■ **What to work on**:
Quote, word for word, every line starting at the line that contains "Practice task. Find the bride in" and ending with the last line of the records; include both of these lines and no others.

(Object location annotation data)

>> START

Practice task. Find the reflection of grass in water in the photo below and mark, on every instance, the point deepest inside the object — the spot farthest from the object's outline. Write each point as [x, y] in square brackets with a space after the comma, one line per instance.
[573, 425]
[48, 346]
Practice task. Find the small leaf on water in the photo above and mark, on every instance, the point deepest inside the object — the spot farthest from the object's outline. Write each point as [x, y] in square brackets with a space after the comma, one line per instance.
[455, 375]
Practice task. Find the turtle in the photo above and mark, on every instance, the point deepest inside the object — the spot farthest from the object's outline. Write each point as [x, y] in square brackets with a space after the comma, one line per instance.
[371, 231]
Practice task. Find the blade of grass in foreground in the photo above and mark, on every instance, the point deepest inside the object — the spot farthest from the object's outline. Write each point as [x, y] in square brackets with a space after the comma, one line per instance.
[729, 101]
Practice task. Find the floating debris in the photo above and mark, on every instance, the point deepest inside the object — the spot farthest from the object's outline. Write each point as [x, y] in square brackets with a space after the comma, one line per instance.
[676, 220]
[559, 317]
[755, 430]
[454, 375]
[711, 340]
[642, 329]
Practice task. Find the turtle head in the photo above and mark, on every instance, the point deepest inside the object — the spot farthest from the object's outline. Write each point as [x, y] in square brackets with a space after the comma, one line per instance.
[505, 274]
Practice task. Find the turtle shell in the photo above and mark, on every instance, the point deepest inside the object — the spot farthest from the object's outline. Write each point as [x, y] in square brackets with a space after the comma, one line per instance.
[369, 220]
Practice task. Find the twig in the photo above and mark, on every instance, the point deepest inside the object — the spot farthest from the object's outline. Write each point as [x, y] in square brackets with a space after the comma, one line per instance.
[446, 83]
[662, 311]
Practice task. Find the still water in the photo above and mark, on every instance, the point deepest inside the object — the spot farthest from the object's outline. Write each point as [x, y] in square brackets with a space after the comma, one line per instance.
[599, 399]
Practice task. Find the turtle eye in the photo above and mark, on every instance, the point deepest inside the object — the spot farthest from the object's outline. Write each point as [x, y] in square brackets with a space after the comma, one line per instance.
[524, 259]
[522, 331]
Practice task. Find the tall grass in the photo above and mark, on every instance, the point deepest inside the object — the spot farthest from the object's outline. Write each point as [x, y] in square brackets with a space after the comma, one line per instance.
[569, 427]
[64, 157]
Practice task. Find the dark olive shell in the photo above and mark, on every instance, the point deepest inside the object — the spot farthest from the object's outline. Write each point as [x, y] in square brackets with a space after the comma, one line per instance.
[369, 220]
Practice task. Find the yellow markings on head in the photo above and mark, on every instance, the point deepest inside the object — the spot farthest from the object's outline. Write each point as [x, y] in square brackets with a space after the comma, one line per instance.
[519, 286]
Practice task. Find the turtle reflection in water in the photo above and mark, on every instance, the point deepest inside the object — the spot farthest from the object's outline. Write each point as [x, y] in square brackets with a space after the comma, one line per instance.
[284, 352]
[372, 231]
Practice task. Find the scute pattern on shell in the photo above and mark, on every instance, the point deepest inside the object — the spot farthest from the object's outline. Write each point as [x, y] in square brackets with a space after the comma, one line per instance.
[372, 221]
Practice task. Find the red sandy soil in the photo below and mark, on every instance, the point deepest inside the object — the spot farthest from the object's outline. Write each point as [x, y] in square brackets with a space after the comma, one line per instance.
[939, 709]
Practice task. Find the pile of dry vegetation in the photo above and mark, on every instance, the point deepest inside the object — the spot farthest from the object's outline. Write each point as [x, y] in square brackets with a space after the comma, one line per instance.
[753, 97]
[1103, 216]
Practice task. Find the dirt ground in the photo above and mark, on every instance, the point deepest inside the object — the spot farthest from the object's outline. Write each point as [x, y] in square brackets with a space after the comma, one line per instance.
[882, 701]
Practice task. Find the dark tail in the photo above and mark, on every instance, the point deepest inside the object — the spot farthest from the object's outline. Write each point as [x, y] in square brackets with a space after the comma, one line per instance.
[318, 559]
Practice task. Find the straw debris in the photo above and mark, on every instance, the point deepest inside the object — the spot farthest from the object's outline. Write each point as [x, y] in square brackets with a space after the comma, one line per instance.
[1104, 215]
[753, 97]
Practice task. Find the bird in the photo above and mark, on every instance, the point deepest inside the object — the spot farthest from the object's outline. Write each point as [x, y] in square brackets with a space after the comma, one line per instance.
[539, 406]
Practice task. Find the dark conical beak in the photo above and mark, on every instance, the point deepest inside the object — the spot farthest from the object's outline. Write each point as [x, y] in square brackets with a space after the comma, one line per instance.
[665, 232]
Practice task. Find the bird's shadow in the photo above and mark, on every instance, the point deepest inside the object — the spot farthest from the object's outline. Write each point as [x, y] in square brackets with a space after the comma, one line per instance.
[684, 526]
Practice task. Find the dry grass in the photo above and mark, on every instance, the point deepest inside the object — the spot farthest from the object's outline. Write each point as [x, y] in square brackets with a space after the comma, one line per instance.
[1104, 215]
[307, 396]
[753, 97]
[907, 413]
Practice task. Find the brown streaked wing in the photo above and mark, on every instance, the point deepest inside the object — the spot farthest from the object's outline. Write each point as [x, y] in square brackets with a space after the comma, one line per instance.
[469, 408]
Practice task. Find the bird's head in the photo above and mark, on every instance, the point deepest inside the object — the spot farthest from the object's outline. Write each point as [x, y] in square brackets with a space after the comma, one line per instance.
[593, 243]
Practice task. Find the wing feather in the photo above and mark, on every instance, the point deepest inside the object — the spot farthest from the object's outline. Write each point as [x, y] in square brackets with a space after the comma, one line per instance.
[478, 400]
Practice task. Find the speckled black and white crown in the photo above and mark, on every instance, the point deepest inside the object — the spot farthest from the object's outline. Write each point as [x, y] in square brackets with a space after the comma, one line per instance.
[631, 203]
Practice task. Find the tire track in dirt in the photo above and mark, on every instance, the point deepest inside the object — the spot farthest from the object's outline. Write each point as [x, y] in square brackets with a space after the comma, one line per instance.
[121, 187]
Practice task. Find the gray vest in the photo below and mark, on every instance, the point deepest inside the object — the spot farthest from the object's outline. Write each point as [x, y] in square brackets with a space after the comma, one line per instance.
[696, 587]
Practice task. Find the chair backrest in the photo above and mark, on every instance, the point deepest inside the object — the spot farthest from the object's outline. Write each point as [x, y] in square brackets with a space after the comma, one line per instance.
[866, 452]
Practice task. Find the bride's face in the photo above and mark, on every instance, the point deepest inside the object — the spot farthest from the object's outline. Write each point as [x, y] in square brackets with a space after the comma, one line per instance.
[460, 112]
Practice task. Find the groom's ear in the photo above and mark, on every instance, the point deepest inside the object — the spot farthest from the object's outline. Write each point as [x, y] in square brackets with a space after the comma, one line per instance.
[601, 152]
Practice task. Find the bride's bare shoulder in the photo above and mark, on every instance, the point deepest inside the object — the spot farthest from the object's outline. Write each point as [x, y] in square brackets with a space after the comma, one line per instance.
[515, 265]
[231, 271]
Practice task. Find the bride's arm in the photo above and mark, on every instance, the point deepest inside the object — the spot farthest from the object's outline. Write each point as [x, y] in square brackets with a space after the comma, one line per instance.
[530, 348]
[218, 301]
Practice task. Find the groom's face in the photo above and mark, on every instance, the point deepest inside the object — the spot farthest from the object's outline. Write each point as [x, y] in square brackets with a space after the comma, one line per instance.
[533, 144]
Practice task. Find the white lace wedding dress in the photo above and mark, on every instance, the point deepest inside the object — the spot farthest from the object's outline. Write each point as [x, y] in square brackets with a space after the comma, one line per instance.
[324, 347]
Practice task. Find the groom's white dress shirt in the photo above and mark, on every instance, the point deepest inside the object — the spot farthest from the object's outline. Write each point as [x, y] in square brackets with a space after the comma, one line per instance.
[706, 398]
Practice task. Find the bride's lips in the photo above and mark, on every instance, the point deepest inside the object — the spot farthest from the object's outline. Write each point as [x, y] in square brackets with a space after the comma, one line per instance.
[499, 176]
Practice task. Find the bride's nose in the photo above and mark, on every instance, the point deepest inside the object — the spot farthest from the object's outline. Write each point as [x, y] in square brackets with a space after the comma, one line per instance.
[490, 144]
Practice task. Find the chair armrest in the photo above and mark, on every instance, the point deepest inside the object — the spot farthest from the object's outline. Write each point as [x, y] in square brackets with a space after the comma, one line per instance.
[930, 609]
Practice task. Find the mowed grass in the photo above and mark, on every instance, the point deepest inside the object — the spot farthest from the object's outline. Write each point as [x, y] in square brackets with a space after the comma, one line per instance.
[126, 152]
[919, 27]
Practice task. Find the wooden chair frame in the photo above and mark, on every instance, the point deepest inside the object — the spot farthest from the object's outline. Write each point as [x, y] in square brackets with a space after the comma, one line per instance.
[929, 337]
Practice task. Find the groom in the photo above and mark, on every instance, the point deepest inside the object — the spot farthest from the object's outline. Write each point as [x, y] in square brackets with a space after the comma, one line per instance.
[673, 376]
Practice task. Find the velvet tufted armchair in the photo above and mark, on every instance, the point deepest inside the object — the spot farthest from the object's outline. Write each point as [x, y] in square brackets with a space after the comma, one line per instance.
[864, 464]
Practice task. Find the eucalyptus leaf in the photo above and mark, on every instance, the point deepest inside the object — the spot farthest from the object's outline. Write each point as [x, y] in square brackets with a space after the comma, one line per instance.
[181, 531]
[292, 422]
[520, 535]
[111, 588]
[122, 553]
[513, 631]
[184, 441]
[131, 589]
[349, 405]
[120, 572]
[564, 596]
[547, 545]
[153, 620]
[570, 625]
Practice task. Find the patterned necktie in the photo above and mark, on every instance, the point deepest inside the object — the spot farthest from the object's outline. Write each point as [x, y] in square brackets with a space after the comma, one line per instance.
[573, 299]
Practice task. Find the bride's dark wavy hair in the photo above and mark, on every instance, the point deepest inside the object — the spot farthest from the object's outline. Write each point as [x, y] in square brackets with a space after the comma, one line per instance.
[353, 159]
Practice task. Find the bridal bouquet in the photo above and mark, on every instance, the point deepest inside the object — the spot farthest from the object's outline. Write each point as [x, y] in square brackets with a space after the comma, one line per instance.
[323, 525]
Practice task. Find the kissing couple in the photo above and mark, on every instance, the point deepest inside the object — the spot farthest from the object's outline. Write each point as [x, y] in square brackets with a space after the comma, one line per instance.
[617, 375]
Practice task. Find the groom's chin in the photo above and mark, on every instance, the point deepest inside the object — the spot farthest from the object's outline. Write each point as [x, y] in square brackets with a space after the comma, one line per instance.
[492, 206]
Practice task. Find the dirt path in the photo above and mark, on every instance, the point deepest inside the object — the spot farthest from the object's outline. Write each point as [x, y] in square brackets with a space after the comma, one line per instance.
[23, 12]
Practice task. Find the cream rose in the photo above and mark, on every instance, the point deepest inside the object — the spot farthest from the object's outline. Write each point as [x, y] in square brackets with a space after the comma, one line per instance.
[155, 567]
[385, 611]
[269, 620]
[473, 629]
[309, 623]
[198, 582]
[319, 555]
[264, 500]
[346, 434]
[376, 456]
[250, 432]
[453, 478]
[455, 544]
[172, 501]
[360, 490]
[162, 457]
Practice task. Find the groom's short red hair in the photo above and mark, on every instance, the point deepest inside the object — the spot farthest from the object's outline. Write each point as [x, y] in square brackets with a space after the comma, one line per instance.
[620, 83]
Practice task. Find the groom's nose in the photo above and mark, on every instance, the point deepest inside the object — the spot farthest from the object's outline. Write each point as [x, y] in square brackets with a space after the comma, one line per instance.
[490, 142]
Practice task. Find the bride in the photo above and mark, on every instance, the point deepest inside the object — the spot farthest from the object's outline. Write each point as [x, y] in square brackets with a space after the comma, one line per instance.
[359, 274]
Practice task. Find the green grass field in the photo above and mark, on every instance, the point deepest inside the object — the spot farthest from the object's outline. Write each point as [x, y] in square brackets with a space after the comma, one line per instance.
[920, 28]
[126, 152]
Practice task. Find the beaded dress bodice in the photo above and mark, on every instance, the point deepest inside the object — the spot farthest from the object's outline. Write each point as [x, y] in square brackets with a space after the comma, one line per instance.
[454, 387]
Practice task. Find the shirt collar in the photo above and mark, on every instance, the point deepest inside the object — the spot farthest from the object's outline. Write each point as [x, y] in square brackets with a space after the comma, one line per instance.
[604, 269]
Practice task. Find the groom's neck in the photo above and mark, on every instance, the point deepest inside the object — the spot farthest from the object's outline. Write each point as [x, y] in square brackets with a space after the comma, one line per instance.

>> END

■ **Task answer**:
Practice task. Find the bride in the photo above and mark, on every instance, the point deepest inside the object — the spot farthest from the object's outline. Write each point as [x, y] in square brackets with a space after the comma, one line per instance.
[359, 274]
Practice task. Find the green grass field in the photo above and mark, on every instance, the point deepest inside the object — the spot farthest from the object's outline. Write each point as [x, y] in square brackets with a space after the comma, one line per instance.
[920, 28]
[126, 152]
Practice task. Find the beaded dress bodice in the photo above and mark, on every instance, the point deepest inside the object — the spot farthest from the object's outline. Write each point as [x, y] in square brackets with a space after the comma, one line per instance.
[454, 387]
Practice task. Find the shirt collar in the photo above and mark, on every instance, the point deepest inside the object — the spot farthest from the object's outline. Write each point as [x, y] in square brackets with a space after the comma, one line per instance.
[604, 269]
Practice task. Find the groom's neck in the photo above and mark, on every instance, the point deepest inside the object — the spot farthest from the object's outline. Write each point as [x, y] in square brackets with a space after the comma, one line per instance.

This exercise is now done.